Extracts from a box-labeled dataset
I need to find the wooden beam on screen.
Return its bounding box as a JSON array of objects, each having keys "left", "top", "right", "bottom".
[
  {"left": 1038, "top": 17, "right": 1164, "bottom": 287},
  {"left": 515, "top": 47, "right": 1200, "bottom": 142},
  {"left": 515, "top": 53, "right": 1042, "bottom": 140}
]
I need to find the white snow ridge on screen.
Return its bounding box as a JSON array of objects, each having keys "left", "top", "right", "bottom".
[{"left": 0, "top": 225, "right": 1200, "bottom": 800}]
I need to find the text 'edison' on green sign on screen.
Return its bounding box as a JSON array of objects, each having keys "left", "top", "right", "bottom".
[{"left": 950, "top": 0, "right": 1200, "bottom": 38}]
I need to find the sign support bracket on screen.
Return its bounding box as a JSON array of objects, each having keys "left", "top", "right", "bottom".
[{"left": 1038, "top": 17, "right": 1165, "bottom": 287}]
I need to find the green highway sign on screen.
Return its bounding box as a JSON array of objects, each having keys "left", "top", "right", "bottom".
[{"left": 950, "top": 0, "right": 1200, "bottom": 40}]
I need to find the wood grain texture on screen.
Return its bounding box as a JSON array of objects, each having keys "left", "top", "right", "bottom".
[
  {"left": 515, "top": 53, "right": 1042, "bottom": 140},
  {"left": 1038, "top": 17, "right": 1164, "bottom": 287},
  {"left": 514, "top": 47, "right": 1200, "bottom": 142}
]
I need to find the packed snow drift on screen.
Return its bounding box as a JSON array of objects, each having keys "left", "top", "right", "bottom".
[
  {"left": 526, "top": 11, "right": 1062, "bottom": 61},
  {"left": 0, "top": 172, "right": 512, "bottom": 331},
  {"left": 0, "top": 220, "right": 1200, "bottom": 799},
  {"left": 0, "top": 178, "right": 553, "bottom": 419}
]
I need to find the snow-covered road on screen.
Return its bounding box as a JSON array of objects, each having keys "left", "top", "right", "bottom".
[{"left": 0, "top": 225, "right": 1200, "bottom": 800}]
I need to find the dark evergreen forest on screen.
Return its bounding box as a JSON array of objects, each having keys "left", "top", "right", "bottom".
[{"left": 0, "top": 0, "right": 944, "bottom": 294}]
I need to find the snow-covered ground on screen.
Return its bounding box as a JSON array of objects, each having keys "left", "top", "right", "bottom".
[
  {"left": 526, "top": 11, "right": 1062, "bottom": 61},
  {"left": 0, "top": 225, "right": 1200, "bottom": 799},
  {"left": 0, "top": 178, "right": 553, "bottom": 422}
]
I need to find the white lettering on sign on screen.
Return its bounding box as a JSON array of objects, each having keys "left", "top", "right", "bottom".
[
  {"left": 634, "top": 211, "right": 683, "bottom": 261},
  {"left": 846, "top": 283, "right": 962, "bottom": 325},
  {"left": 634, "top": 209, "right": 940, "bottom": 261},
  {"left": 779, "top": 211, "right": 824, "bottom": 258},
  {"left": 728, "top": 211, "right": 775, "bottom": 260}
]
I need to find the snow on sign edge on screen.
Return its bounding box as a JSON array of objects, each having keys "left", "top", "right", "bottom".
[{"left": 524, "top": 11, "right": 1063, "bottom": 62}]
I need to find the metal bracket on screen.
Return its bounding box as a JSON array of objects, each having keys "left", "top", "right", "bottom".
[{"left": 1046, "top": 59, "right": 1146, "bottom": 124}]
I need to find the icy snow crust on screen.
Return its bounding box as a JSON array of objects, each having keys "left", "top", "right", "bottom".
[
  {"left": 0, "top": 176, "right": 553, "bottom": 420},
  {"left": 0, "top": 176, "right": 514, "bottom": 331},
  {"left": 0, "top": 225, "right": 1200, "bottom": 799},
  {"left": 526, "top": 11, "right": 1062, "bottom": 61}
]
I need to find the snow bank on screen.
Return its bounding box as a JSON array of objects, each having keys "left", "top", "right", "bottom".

**SHORT PROBLEM:** Which lines in the entries above contain the word "snow"? Pull out each one and copy it.

**TASK ANSWER:**
I need to find the white snow ridge on screen.
I need to find the packed snow drift on screen.
I need to find the snow-covered road on screen.
I need to find the snow-covered ground on screen.
I need to find the snow on sign edge on screen.
I need to find the icy snow crust on screen.
I need to find the snow bank on screen.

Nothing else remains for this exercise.